Criticism and various theories - FSB (Russian Federation), Federal Security Service, Federalnaya Sluzhba Bezopasnosti. - Dagger and Cloak
 

Wednesday, 27 June 2007

Criticism and various theories - FSB (Russian Federation), Federal Security Service, Federalnaya Sluzhba Bezopasnosti.

Alleged coup organized by FSB

Starting from 1998, people from state security services came to power as Prime Ministers of Russia: a KGB veteran Yevgeny Primakov; former FSB Director Sergei Stepashin; and finally former FSB Director Vladimir Putin who was appointed in August 8, 1999.

In August 7, Shamil Basaev began incursion to Dagestan which was regarded by Anna Politkovskaya as a provocation intitiated from Moscow to start war in Chechnya, because Russian forces provided safe passage for Islamic fighters back to Chechnya. It was reported that Aleksander Voloshin from Yeltsin administration paid money to Shamil Basayev to stage this military operation (Basaev reportedly worked for Russian GRU at this time and earlier).

• **Tasks and exercises**
a) In the FSB text, begin at the words "Wednesday, 27 June" and stop after "August 8, 1999.", swapping "Prime Ministers" for "heads of government".
b) Render this sentence from the FSB text in Spanish: "Starting from 1998, people from state security services came to power as Prime Ministers of Russia: a KGB veteran Yevgeny Primakov; former FSB Director Sergei Stepashin; and finally former FSB Director Vladimir Putin who was appointed in August 8, 1999."
c) Write what comes next in the FSB text, picking up after its final sentence.
None of the data has any connection to the FSB text.

• **Supplied information**
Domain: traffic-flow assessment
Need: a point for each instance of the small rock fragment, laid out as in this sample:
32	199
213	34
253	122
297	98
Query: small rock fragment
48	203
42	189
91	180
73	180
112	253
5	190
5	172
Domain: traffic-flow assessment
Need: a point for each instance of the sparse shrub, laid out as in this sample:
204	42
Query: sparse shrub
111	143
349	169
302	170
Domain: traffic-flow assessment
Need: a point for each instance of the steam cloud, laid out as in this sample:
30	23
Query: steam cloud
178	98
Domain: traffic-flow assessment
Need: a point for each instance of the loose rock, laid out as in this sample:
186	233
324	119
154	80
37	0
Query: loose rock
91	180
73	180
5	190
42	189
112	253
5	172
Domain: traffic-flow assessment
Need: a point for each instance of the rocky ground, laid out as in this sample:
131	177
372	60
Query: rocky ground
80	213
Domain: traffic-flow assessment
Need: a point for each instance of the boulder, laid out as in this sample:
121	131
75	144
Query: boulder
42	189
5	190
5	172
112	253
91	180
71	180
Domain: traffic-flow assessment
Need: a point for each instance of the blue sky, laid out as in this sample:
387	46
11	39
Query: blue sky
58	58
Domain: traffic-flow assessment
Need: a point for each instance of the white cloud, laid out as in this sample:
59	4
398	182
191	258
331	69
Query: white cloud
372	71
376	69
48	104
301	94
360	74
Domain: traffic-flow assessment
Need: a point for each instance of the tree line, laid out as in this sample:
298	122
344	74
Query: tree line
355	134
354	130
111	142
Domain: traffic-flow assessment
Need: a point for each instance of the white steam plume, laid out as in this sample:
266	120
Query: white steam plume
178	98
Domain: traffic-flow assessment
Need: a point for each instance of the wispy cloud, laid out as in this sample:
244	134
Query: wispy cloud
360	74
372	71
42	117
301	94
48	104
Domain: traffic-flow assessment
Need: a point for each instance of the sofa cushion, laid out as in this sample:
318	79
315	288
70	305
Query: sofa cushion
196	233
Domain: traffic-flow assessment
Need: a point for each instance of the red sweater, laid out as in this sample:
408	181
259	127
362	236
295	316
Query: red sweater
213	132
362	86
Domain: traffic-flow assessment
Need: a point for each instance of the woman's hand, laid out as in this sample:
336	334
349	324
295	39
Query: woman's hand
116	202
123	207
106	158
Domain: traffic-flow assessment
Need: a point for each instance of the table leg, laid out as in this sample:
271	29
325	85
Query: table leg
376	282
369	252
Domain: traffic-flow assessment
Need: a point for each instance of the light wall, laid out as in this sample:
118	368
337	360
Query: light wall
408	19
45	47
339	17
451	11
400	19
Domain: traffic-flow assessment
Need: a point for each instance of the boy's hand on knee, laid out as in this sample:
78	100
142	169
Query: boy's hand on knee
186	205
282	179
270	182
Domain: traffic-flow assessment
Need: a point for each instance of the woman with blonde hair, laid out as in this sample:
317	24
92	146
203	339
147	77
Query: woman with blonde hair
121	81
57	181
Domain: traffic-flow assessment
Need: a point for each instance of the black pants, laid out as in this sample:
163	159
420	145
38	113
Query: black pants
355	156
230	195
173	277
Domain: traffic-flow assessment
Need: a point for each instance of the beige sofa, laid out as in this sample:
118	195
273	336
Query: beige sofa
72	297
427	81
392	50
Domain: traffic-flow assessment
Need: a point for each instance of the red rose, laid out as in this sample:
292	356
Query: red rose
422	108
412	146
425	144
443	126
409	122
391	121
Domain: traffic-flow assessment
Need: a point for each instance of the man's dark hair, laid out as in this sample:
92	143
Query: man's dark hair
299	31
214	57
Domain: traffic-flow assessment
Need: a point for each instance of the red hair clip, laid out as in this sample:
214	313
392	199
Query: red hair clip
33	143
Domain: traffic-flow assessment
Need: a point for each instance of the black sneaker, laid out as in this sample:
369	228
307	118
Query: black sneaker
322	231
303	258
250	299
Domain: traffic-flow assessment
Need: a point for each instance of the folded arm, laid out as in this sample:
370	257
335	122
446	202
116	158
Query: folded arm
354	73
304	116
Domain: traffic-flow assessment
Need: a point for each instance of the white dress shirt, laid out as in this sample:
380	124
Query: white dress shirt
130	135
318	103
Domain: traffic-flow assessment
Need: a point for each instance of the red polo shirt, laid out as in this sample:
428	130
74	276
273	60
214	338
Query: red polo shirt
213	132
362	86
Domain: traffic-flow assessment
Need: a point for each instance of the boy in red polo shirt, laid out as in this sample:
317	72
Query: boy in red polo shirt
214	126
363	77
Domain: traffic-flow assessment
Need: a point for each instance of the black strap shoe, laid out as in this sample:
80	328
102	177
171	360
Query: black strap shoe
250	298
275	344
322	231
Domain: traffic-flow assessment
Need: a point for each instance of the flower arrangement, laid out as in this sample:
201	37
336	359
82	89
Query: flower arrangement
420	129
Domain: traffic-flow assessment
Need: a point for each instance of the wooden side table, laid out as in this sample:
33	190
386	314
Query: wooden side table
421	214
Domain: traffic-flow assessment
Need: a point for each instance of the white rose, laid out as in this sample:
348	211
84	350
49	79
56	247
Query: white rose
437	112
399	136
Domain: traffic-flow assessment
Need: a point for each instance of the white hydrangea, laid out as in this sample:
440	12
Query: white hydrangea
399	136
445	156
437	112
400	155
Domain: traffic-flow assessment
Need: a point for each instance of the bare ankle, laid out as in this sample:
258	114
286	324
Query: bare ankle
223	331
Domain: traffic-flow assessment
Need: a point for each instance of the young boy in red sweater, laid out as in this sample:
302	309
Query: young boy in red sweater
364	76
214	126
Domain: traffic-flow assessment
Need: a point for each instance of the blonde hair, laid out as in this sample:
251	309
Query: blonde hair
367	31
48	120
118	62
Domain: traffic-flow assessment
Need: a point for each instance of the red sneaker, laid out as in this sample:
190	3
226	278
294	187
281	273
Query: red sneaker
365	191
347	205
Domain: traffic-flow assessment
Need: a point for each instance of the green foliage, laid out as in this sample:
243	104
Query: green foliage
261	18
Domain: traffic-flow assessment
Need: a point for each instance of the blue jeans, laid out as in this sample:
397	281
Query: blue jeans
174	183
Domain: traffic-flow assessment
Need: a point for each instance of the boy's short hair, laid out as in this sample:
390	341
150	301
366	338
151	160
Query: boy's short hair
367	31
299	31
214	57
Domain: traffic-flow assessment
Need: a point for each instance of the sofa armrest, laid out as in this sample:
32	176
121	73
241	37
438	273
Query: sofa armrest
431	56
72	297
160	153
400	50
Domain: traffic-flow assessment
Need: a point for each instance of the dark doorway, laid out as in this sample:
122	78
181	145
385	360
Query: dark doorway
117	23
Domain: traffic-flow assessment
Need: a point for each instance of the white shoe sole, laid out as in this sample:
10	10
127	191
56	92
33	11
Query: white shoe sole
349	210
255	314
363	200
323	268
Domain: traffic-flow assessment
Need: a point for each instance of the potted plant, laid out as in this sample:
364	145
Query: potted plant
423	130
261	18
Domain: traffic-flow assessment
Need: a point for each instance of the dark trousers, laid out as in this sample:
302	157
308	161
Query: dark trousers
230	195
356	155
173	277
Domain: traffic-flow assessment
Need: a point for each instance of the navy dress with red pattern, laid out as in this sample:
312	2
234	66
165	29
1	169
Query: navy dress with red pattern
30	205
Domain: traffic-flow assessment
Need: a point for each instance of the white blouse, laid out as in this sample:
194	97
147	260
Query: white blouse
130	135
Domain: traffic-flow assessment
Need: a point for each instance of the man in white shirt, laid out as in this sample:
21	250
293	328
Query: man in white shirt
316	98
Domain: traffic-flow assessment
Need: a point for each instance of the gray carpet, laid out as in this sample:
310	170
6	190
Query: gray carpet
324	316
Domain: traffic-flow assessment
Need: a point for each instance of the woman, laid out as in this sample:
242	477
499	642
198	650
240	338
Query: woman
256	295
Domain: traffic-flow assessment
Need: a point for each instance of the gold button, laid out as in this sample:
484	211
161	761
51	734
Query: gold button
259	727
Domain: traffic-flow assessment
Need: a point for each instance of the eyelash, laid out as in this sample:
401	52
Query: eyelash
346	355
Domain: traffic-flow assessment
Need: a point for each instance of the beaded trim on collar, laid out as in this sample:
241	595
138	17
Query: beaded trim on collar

• **Task results**
a)
Wednesday, 27 June 2007

Criticism and various theories - FSB (Russian Federation), Federal Security Service, Federalnaya Sluzhba Bezopasnosti.

Alleged coup organized by FSB

Starting from 1998, people from state security services came to power as heads of government of Russia: a KGB veteran Yevgeny Primakov; former FSB Director Sergei Stepashin; and finally former FSB Director Vladimir Putin who was appointed in August 8, 1999.

b) A partir de 1998, personas procedentes de los servicios de seguridad del Estado llegaron al poder como primeros ministros de Rusia: el veterano del KGB Yevgeny Primakov; el exdirector del FSB Sergei Stepashin; y, finalmente, el exdirector del FSB Vladimir Putin, que fue nombrado el 8 de agosto de 1999.

c)
In September 4 a series of four Russian apartment bombings began. Three FSB agents were caught while planting a large bomb at the basement of an apartment complex in the town of Ryazan in September 22. That was last of the bombings. Russian Minister of Internal Affairs Rushailo congratulated police with preventing the terrorist act, but FSB Director Nikolai Patrushev had declared that the incident was a training exercise just an hour later, when he had learned that the FSB agents are caught.

The next day, Boris Yeltsin received a demand from 24 Russian governors to transfer all state powers to Prime Minister Vladimir Putin, according to Sergei Yushenkov Second Chechen War began on September 24. This war made Prime Minister Vladimir Putin very popular, although he was previously unknown to the public, and helped him to win a landslide victory in the presidential elections in March 26, 2000.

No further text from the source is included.